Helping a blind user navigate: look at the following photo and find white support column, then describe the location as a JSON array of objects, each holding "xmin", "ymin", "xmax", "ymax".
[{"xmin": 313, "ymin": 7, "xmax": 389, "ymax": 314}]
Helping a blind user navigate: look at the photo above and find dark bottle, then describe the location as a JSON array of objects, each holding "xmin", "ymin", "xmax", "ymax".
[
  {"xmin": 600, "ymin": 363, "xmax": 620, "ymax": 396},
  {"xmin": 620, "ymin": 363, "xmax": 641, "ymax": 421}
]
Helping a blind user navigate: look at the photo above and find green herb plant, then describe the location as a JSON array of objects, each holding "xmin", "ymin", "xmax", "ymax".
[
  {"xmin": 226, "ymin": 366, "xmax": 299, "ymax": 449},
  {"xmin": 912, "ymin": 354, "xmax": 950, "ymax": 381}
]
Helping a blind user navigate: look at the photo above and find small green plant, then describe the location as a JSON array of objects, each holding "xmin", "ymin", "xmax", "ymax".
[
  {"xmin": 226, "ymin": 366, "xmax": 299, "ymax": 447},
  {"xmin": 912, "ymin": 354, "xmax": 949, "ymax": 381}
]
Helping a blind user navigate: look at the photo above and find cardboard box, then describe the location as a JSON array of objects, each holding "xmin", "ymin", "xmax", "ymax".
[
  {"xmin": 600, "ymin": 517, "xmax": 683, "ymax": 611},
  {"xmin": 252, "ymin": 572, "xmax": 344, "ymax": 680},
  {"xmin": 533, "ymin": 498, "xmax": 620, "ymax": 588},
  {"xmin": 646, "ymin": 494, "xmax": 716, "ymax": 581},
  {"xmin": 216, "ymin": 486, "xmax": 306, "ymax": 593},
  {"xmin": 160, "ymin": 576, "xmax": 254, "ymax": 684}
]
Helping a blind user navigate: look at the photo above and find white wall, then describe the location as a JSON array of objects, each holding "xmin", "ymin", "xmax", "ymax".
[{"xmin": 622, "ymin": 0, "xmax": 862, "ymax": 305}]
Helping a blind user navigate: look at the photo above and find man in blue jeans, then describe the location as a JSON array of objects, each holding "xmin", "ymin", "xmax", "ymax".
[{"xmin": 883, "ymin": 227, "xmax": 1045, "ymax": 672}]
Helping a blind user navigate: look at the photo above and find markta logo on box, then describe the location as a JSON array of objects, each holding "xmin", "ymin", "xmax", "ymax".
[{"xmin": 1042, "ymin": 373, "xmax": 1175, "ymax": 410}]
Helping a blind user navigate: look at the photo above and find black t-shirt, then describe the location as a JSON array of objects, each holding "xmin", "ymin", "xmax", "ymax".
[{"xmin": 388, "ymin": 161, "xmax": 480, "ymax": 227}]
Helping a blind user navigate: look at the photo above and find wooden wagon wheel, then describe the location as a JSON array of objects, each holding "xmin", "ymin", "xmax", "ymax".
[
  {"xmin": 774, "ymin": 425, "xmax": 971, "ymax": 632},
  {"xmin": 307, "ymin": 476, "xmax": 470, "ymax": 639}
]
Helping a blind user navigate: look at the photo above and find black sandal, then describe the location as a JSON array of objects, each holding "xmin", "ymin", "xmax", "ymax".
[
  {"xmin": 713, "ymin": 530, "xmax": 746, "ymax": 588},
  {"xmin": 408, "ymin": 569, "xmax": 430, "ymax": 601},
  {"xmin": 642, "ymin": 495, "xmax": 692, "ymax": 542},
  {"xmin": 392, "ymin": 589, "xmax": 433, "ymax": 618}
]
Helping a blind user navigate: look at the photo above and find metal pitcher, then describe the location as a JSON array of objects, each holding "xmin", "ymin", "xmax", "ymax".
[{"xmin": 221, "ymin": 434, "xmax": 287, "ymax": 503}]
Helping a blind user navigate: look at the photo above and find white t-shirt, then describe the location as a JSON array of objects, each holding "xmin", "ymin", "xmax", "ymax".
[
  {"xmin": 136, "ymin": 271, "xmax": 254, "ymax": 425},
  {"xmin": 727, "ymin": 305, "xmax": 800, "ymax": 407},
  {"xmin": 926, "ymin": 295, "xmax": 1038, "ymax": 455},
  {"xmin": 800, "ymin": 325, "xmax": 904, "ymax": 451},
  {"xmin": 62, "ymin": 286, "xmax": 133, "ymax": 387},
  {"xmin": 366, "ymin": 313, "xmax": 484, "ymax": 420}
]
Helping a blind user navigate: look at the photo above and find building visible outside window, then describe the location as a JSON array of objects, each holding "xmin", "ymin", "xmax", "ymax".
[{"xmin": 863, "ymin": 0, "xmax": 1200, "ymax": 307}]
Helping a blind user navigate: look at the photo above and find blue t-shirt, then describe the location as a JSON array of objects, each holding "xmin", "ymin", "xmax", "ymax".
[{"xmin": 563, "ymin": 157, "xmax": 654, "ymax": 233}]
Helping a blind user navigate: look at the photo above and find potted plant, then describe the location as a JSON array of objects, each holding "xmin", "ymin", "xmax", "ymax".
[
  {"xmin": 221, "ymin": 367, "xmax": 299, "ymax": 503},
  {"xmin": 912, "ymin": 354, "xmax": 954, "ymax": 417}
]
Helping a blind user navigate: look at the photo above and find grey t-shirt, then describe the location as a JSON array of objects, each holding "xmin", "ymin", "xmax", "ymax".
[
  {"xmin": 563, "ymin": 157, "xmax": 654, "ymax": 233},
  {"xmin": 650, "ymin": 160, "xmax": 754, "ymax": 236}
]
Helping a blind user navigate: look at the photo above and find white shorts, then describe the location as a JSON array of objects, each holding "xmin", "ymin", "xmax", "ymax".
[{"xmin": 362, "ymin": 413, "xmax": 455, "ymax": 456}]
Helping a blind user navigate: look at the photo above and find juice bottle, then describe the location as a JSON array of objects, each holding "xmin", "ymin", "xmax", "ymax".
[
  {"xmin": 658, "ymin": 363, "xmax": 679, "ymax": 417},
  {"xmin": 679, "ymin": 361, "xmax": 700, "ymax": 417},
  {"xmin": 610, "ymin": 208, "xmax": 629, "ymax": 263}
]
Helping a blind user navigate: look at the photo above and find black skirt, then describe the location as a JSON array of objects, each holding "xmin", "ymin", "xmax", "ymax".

○ ○ ○ ○ ○ ○ ○

Required work:
Reproduce the material precisely, including every line.

Exercise output:
Helping a blind user navigate: look at the following photo and find white support column, then describe the location as a JSON array of objects, each holding "xmin", "ymin", "xmax", "ymax".
[{"xmin": 313, "ymin": 7, "xmax": 389, "ymax": 314}]
Helping a blind user navigate: look at the photo above and find dark bottle, then describe the location as a JSON array of objects, each holding "xmin", "ymin", "xmax", "ymax".
[
  {"xmin": 600, "ymin": 363, "xmax": 620, "ymax": 396},
  {"xmin": 620, "ymin": 363, "xmax": 641, "ymax": 421}
]
Helping a blind user navigate: look at the photo above and find green herb plant, then describe the location as a JSON array of objects, each holding "xmin", "ymin", "xmax", "ymax".
[
  {"xmin": 226, "ymin": 366, "xmax": 299, "ymax": 449},
  {"xmin": 912, "ymin": 354, "xmax": 950, "ymax": 381}
]
Helping a blind user navigate: look at the photo above and find small green plant, then describe the location as a JSON array of objects, each holding "xmin", "ymin", "xmax", "ymax".
[
  {"xmin": 226, "ymin": 366, "xmax": 299, "ymax": 447},
  {"xmin": 912, "ymin": 354, "xmax": 949, "ymax": 381}
]
Helping a blind user navigate: look at the photo above and find cardboard box, then describe the location as a JSON array of objects, each holding "xmin", "ymin", "xmax", "ymax".
[
  {"xmin": 600, "ymin": 517, "xmax": 683, "ymax": 611},
  {"xmin": 252, "ymin": 572, "xmax": 344, "ymax": 680},
  {"xmin": 533, "ymin": 498, "xmax": 620, "ymax": 588},
  {"xmin": 646, "ymin": 494, "xmax": 716, "ymax": 581},
  {"xmin": 216, "ymin": 486, "xmax": 306, "ymax": 593},
  {"xmin": 160, "ymin": 576, "xmax": 254, "ymax": 684}
]
Helping a blind user navigate: look at the photo above and find white wall, then describe the location as a JSON array of objects, each holding "xmin", "ymin", "xmax", "ymax".
[{"xmin": 622, "ymin": 0, "xmax": 862, "ymax": 305}]
Helping a blind user navigate: look at the photo above and find man in blue jeans, then describe the location as a JSON array of objects, each holding "xmin", "ymin", "xmax", "ymax".
[{"xmin": 883, "ymin": 227, "xmax": 1045, "ymax": 672}]
Helping a blind user navigate: look at the photo above and find markta logo on box, then describe the location as a JSON array of objects, each holding "xmin", "ymin", "xmax", "ymax".
[{"xmin": 1042, "ymin": 373, "xmax": 1175, "ymax": 410}]
Helping a blind user navigate: look at the photo above and find black t-shirt, then describe the location as a JSON array of objects, each holding "xmin", "ymin", "xmax", "ymax".
[{"xmin": 388, "ymin": 161, "xmax": 480, "ymax": 227}]
Helping a blind user navigate: look at the photo above and find wooden wagon wheel, then describe the location as a JSON array of objects, each holding "xmin", "ymin", "xmax", "ymax".
[
  {"xmin": 774, "ymin": 425, "xmax": 971, "ymax": 632},
  {"xmin": 307, "ymin": 476, "xmax": 470, "ymax": 639}
]
Helping a blind user navigate: look at the photo above and find black sandal, then describe the location as a JSON array of objects, each holding "xmin", "ymin", "xmax", "ymax".
[
  {"xmin": 713, "ymin": 530, "xmax": 746, "ymax": 588},
  {"xmin": 408, "ymin": 569, "xmax": 430, "ymax": 601},
  {"xmin": 642, "ymin": 495, "xmax": 692, "ymax": 542},
  {"xmin": 392, "ymin": 589, "xmax": 433, "ymax": 618}
]
Helping a blind user navigate: look at the photo above and find metal pitcher, then describe the location as a JSON array of objects, each holding "xmin", "ymin", "xmax", "ymax".
[{"xmin": 221, "ymin": 434, "xmax": 287, "ymax": 503}]
Helping a blind user navigate: look at the photo above and find white t-shirt, then describe the location as a JSON array of objects, each holding "xmin", "ymin", "xmax", "ymax".
[
  {"xmin": 136, "ymin": 271, "xmax": 254, "ymax": 425},
  {"xmin": 727, "ymin": 305, "xmax": 800, "ymax": 407},
  {"xmin": 926, "ymin": 295, "xmax": 1038, "ymax": 455},
  {"xmin": 800, "ymin": 325, "xmax": 904, "ymax": 451},
  {"xmin": 62, "ymin": 286, "xmax": 133, "ymax": 387},
  {"xmin": 366, "ymin": 313, "xmax": 484, "ymax": 420}
]
Helping a blind user navigate: look at the photo above and find building visible outside window, then describe the location as a JSON array of objects, each holding "xmin", "ymin", "xmax", "ymax".
[{"xmin": 863, "ymin": 0, "xmax": 1200, "ymax": 307}]
Helping a blind user navigate: look at the photo above and find blue t-shirt, then describe the location as a JSON array of objects, each holding "xmin", "ymin", "xmax", "ymax".
[{"xmin": 563, "ymin": 157, "xmax": 654, "ymax": 233}]
Helping a blind user navigate: look at the photo above and find potted plant, then describe the location as a JSON array of objects, each holding "xmin", "ymin", "xmax", "ymax".
[
  {"xmin": 221, "ymin": 367, "xmax": 299, "ymax": 503},
  {"xmin": 912, "ymin": 354, "xmax": 954, "ymax": 417}
]
Helping a blind user navigate: look at the photo above and find grey t-shirt, then describe the location as a JSON array of objects, each holding "xmin", "ymin", "xmax", "ymax".
[
  {"xmin": 563, "ymin": 157, "xmax": 654, "ymax": 233},
  {"xmin": 650, "ymin": 160, "xmax": 754, "ymax": 236}
]
Helping a blind user navigate: look at the photo above and find white shorts, then describe the location as a JSON array of objects, each holding "xmin", "ymin", "xmax", "ymax".
[{"xmin": 362, "ymin": 413, "xmax": 455, "ymax": 456}]
Helping a blind user navigate: look at the photo above and find juice bottle, then describe the location as a JSON array of objects, each holding "xmin", "ymin", "xmax", "ymax".
[
  {"xmin": 658, "ymin": 363, "xmax": 679, "ymax": 417},
  {"xmin": 679, "ymin": 361, "xmax": 700, "ymax": 417},
  {"xmin": 610, "ymin": 208, "xmax": 629, "ymax": 263}
]
Helping a blind user navigate: look at the photo above and find black skirt, then describe the location as a JSON array of objects, each holding "xmin", "ymin", "xmax", "ymax".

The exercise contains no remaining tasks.